Passage shown section start
I know this because I have experienced it myself. When we talk about care services, most of us think of the elderly. Yet I was in my early 30s when I first needed care. In 2019 I had health issues that led to surgery. After I was discharged, my husband became my principal carer during my home recovery. For six weeks, I found myself depending on him for my most basic needs, e.g. changing clothes or going to the loo.

When we think about care, we often think of the elderly. In fact, most of us will require care at some point of our lives. As I found out, no one can predict exactly when or why, but once the need arises, the quality and availability of adult social care become critically important.

Let's call this my first lesson.

Lesson 1: Care is so, so important for everyone.


It was humbling and isolating, to say the least, to be so helpless. It opened my eyes to the realities faced by those who live without care. I was lucky my husband was willing to take on the role of what the industry calls an "unpaid carer". But what if I needed adult social care? Could I have gotten a care worker?

As it turned out, it wouldn't have been that simple, as there have not been enough care workers to go around for years now.

Digital NHS estimates that local authorities receive 5,420 requests every day for adult social care support. In 2021–2022 there were approximately 2 million requests from nearly 1.4 million new users.
Passage shown section end
Study material section start
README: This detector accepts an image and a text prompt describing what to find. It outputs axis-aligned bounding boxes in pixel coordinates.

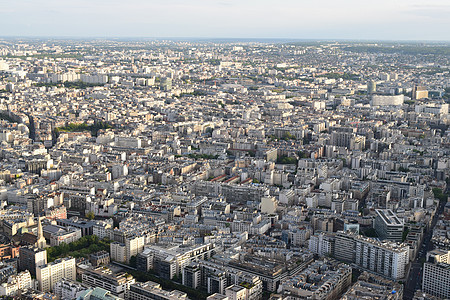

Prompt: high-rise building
[422,250,450,299]
[109,242,127,262]
[355,237,409,280]
[367,80,377,94]
[182,263,201,289]
[81,267,136,298]
[334,232,409,280]
[19,246,47,276]
[36,257,76,292]
[412,85,428,100]
[125,236,145,262]
[334,232,356,263]
[161,77,172,92]
[36,217,46,249]
[125,281,189,300]
[374,209,405,242]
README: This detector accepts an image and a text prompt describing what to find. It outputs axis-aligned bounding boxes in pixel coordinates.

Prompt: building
[412,85,428,100]
[125,281,189,300]
[81,267,135,298]
[282,259,352,300]
[182,263,201,289]
[334,232,409,280]
[225,284,247,300]
[46,225,81,247]
[109,242,127,263]
[36,257,76,292]
[422,250,450,299]
[89,251,111,267]
[76,287,123,300]
[373,209,405,242]
[19,246,47,276]
[0,270,32,296]
[341,272,403,300]
[125,236,145,263]
[334,232,356,263]
[355,237,409,280]
[308,233,334,256]
[136,248,154,272]
[53,278,89,299]
[367,80,377,94]
[370,95,405,106]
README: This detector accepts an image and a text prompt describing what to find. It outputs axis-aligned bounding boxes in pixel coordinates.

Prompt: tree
[86,211,95,220]
[130,255,137,268]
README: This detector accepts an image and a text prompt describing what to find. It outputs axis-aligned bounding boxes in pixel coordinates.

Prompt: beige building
[36,257,76,292]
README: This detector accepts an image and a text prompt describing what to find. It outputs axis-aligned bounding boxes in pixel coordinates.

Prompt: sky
[0,0,450,41]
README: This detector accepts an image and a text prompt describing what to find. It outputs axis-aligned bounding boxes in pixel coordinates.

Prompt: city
[0,38,450,300]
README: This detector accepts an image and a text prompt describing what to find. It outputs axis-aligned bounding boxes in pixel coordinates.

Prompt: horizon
[0,0,450,41]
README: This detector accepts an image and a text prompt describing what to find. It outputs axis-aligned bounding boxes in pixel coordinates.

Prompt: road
[403,198,445,300]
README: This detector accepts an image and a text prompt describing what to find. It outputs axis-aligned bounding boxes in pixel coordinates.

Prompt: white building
[54,278,88,299]
[370,95,405,106]
[0,270,32,296]
[356,238,409,280]
[36,257,76,292]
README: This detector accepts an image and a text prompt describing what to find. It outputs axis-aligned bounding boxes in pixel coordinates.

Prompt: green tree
[86,211,95,220]
[130,255,136,268]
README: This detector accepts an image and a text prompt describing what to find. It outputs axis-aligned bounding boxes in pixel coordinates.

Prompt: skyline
[0,0,450,41]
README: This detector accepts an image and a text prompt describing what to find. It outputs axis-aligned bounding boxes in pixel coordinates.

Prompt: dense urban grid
[0,39,450,300]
Study material section end
Answer these questions about the care passage:
(a) For how long did the writer depend on her husband for basic needs after being discharged?
(b) What does the industry call the role her husband took on?
(c) According to Digital NHS, how many requests for adult social care support do local authorities receive every day?

(a) Six weeks.
(b) An "unpaid carer".
(c) 5,420.